▶ **Task details**:
Extract every line of the material below that contains the string "small".

▶ **The records**:

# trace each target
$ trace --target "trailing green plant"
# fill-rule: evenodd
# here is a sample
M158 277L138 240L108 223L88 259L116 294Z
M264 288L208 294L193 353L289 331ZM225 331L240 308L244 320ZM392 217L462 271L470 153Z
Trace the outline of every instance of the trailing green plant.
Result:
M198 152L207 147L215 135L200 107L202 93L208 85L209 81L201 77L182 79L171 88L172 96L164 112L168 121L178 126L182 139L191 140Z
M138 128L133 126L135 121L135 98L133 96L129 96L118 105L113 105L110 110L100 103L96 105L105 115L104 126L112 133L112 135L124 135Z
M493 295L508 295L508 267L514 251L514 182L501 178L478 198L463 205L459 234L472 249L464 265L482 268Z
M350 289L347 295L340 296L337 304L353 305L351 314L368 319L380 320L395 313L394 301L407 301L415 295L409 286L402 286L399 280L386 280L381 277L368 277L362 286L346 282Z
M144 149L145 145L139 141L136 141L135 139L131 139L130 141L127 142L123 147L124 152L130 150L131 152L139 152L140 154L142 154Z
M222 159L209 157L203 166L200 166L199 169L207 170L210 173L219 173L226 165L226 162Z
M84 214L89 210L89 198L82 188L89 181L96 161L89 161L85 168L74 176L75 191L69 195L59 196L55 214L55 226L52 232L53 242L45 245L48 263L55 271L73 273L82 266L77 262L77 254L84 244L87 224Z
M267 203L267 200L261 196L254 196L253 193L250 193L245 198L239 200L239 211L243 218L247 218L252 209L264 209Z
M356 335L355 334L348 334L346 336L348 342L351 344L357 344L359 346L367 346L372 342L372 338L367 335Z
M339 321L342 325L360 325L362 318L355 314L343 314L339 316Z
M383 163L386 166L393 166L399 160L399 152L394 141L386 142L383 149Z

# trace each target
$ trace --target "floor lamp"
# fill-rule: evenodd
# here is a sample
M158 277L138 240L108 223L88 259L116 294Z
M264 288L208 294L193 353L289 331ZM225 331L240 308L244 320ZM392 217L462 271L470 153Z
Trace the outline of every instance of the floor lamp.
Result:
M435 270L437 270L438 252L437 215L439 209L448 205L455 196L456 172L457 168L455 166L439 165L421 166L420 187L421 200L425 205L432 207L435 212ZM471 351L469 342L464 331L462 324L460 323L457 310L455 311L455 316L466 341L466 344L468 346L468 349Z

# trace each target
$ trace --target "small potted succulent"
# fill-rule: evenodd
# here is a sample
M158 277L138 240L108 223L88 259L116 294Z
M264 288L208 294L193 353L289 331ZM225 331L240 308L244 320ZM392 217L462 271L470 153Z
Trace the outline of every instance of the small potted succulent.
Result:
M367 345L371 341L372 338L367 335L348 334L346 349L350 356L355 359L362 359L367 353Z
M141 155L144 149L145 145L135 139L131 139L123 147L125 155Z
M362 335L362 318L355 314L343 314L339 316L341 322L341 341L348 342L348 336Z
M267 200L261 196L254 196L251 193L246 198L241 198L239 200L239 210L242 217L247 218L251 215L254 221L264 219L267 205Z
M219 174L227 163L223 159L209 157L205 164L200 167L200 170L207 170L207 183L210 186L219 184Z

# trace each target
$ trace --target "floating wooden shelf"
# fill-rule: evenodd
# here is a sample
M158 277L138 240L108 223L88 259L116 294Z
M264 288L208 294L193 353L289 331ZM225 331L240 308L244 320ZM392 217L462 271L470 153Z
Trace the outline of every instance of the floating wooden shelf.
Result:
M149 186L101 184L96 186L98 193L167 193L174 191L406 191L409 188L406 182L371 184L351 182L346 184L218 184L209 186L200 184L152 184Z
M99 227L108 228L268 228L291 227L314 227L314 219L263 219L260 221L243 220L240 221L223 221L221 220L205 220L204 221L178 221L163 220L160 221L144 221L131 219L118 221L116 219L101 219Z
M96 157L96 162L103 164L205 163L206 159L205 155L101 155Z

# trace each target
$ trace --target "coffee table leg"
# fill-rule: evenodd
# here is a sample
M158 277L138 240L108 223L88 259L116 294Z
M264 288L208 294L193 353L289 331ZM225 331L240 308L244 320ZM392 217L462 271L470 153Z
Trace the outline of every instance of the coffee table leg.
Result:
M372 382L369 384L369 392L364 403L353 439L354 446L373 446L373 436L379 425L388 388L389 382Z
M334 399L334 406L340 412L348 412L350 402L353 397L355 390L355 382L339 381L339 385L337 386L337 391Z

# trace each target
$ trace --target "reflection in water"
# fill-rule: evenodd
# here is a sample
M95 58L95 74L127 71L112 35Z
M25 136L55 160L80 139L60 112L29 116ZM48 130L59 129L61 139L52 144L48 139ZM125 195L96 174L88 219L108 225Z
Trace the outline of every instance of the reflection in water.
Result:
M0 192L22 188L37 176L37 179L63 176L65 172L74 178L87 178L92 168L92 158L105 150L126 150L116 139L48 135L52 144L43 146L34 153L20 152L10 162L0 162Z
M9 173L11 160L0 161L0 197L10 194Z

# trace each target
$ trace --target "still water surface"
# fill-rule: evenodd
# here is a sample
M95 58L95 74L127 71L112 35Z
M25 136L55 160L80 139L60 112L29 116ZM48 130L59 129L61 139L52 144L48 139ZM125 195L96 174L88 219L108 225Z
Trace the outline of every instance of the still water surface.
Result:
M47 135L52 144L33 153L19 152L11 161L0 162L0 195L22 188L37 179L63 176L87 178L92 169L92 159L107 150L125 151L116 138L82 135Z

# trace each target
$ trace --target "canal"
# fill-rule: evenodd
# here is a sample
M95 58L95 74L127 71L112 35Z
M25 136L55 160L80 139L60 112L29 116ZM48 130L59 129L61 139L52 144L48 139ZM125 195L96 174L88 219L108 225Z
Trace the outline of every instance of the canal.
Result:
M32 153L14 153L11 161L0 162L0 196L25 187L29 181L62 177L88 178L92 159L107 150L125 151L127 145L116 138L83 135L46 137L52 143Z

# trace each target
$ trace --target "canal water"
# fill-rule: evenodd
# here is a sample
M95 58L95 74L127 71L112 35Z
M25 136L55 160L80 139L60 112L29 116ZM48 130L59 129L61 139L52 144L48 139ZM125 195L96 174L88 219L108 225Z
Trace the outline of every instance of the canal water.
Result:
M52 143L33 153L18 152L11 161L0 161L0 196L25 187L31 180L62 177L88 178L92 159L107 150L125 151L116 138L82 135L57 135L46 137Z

▶ **Complete answer**:
$ trace --target "small potted succulent"
Trace the outline of every instance of the small potted succulent.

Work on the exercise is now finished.